- [Do this]: In the records, swap "bimini top frame" for "canopy frame" and give the lines again, starting with the line that contains "bimini top frame?" and going through the line that contains "(107, 24), (270, 58)". Leave everything else unchanged, and give only those lines.

- [Input rows]:
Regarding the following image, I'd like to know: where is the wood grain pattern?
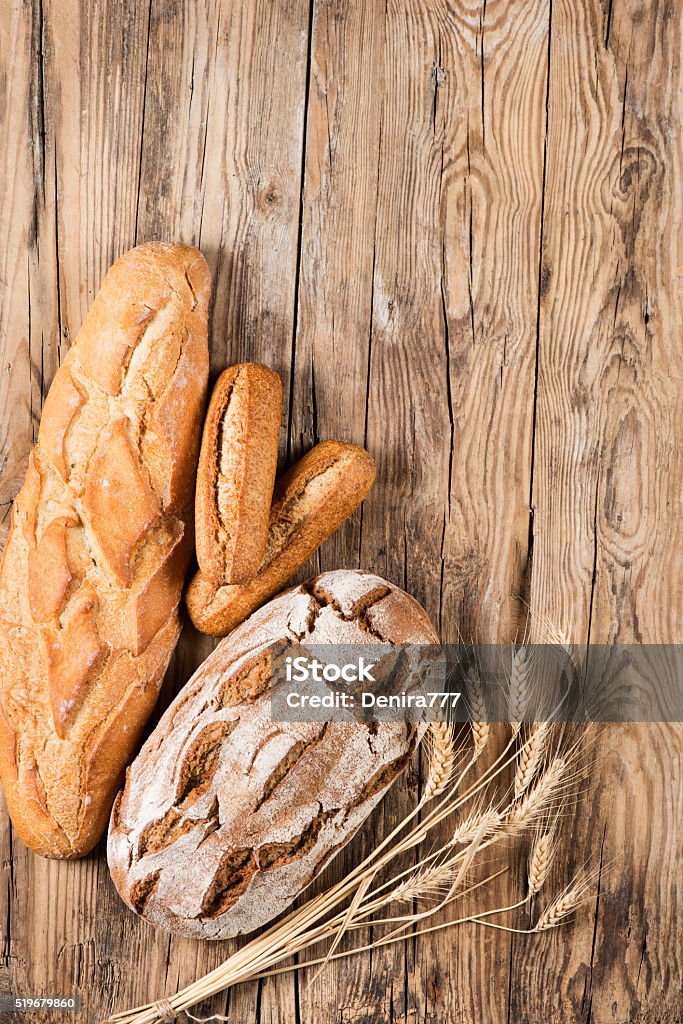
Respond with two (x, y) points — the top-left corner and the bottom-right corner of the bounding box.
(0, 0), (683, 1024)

==

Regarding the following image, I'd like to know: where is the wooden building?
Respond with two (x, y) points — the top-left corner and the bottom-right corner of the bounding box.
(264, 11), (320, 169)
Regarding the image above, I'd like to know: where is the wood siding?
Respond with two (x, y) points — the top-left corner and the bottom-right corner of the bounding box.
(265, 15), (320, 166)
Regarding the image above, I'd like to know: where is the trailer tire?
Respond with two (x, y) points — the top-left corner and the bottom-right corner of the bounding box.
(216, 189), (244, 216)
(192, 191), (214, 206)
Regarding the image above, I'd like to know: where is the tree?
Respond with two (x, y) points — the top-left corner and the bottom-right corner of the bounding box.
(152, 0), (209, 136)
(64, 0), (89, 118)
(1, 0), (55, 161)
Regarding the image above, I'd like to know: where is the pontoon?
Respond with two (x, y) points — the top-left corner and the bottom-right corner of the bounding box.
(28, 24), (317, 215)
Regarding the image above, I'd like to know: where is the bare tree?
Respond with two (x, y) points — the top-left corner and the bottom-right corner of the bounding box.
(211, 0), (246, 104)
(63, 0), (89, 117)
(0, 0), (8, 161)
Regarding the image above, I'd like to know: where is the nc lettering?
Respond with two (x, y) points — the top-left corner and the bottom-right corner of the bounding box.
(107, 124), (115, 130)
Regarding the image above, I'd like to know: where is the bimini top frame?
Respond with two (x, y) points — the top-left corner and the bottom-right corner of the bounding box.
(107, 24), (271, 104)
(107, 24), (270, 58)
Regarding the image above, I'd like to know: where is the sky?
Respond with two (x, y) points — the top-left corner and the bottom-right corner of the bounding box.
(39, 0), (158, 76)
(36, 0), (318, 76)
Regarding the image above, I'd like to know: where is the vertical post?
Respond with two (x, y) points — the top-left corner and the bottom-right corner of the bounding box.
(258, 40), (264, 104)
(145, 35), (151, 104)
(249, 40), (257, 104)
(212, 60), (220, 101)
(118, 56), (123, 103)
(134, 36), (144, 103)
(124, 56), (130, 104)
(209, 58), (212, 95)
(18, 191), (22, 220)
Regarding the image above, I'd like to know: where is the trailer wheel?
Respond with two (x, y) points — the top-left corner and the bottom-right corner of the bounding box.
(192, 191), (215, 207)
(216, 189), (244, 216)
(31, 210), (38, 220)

- [Written answer]:
Regarding the image above, I'd like to know: where is the canopy frame?
Respond with two (x, y) points — the top-left corner and the bottom-right corner of the bounding box.
(107, 24), (271, 104)
(107, 24), (270, 58)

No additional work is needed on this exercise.